Produce a verbatim transcript of the entries below, excluding pictures.

*Recorded data*:
* * *
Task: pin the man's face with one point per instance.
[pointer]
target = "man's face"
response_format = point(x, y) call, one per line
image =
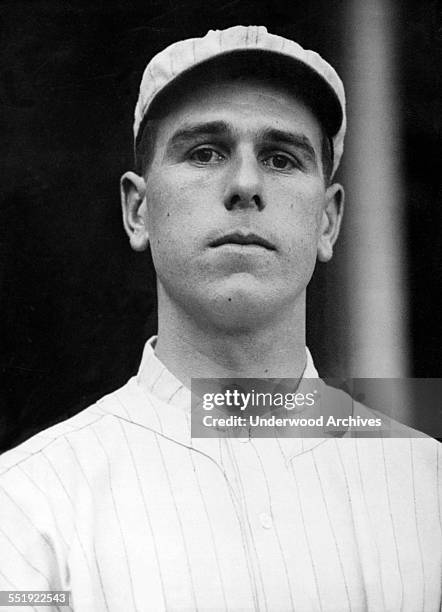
* * *
*Exercise answer*:
Task: pin the man's face with one point per instance.
[pointer]
target = "man's face"
response_format = point(x, y) call, one per line
image =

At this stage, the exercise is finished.